- _TASK TO CARRY OUT_
List every line below that contains the string "landing", copying each one in full.

**** DATA SHOWN ****

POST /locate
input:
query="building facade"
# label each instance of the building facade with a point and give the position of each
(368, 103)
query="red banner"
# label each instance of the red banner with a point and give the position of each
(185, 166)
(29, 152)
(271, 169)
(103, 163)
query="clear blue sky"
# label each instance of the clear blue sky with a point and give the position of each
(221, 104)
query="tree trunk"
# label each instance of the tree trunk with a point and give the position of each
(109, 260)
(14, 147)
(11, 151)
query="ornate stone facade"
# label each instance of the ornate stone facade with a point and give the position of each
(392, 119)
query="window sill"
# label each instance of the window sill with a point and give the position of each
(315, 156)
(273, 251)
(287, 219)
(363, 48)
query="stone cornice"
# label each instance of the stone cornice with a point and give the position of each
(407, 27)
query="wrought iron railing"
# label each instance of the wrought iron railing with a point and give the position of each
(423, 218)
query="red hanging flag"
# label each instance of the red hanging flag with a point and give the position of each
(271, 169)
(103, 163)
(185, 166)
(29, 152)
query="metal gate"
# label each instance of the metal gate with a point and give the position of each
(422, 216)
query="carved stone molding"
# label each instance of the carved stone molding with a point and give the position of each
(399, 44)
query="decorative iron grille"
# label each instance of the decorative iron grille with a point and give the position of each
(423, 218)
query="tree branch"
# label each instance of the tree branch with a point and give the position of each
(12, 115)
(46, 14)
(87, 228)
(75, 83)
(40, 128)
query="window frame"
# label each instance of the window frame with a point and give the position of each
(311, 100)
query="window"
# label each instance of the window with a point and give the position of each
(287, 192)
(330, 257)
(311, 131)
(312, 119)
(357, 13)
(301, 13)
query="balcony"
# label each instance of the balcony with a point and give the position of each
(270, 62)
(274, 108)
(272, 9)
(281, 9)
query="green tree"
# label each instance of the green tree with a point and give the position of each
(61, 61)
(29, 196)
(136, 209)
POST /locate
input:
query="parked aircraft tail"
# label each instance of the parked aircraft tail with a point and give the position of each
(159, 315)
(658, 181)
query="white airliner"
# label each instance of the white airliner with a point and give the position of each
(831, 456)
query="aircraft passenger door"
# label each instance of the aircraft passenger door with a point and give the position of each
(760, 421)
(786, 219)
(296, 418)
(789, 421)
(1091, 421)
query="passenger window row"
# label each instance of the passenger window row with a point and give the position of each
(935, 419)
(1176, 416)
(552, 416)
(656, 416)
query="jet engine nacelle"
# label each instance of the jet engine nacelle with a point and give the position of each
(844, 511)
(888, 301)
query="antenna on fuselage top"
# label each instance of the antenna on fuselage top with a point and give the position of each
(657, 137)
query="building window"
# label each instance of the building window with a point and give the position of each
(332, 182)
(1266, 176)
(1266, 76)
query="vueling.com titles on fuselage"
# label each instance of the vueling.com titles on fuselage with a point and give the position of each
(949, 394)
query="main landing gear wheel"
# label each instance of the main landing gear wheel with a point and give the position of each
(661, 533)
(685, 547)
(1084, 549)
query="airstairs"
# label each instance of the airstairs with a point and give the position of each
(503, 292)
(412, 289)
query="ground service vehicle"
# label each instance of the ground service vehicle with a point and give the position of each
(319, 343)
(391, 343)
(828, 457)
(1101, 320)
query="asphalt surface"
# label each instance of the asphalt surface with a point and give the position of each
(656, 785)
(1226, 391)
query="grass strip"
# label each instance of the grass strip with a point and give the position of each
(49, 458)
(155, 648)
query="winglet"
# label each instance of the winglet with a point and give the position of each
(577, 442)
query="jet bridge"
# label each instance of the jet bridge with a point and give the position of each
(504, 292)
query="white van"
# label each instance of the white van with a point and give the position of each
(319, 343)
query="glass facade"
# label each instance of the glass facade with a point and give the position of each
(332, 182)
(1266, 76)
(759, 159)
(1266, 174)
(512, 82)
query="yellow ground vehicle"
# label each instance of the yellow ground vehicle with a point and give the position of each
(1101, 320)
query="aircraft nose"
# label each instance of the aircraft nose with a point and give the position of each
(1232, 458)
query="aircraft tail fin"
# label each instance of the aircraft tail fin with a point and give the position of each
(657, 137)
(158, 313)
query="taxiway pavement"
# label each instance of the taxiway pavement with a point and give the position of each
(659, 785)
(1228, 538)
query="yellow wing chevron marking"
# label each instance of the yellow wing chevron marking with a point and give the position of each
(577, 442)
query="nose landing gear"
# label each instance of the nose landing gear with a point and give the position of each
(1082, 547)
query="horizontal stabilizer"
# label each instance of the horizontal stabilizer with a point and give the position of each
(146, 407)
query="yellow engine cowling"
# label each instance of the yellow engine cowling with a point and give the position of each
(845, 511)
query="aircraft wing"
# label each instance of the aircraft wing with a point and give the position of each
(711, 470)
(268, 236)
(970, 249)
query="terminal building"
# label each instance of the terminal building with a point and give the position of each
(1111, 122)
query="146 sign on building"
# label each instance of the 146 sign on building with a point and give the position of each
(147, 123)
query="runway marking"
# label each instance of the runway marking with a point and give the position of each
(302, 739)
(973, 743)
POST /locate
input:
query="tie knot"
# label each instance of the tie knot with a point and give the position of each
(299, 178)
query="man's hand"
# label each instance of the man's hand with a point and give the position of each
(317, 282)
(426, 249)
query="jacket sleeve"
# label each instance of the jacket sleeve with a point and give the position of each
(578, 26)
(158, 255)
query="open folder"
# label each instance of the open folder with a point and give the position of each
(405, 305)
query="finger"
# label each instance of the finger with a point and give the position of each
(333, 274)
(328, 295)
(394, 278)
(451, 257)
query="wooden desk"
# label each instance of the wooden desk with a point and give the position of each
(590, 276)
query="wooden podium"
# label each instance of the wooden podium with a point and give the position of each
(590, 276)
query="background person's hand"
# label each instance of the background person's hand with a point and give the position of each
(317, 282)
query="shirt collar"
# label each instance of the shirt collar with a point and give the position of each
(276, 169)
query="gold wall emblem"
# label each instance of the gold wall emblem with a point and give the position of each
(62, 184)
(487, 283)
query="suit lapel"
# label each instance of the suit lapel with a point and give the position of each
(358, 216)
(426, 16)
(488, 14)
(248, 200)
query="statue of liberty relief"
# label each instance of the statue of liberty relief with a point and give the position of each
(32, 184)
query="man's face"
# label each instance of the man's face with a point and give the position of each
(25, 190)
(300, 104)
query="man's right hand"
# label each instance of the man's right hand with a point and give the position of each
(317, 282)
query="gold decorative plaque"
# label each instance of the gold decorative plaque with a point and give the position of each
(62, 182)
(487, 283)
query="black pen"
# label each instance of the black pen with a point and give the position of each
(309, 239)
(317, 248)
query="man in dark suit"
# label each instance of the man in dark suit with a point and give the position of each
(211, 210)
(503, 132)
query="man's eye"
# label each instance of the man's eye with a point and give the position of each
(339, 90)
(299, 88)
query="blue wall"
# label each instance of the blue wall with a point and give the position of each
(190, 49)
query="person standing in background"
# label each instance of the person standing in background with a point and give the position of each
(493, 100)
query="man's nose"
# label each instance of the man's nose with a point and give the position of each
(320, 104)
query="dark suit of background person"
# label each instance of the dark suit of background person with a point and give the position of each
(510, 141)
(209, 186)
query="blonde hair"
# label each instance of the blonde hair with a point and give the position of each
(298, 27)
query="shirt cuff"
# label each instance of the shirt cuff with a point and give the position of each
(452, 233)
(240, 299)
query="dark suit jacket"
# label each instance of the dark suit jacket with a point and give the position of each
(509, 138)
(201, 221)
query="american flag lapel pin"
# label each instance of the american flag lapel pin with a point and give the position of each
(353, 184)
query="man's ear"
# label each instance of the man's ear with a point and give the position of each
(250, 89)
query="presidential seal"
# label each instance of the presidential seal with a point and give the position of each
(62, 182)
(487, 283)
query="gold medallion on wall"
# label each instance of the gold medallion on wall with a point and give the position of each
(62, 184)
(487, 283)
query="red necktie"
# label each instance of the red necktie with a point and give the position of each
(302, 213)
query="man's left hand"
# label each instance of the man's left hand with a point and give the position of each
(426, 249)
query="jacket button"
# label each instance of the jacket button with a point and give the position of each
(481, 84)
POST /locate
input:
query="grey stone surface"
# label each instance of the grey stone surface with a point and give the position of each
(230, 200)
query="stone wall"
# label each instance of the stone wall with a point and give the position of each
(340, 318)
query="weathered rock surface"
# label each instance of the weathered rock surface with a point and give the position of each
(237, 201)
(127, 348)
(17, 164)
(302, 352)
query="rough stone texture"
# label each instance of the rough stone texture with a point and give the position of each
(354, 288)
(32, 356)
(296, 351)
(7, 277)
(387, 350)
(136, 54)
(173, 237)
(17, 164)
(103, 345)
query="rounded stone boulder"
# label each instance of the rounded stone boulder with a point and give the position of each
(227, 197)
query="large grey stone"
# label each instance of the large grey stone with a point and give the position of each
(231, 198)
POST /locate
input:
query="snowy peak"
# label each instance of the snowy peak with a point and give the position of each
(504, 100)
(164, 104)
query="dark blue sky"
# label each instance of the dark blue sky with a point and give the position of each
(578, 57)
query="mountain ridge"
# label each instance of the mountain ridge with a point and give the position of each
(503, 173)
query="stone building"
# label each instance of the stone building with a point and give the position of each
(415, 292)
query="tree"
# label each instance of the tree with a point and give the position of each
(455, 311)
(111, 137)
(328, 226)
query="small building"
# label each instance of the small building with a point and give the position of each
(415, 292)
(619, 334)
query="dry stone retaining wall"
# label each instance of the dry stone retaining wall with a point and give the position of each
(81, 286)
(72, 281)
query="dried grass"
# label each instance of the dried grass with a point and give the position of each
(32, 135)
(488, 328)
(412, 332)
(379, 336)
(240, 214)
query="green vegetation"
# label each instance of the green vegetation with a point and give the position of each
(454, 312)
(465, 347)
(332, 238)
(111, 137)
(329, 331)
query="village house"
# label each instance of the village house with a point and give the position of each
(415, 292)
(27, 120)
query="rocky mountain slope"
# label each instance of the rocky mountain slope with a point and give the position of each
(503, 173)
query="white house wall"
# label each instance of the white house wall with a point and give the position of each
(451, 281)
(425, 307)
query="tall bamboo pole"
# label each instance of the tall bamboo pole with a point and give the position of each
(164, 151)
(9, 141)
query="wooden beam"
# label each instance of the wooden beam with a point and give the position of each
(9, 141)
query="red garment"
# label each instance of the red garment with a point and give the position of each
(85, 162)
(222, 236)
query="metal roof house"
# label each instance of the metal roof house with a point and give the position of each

****

- _EXPECTED ANSWER_
query="main landing gear wheel"
# label each instance of the main landing gear wheel with a point and give the position of each
query="nose landing gear"
# label each instance of the nose landing gear with a point and give the position of each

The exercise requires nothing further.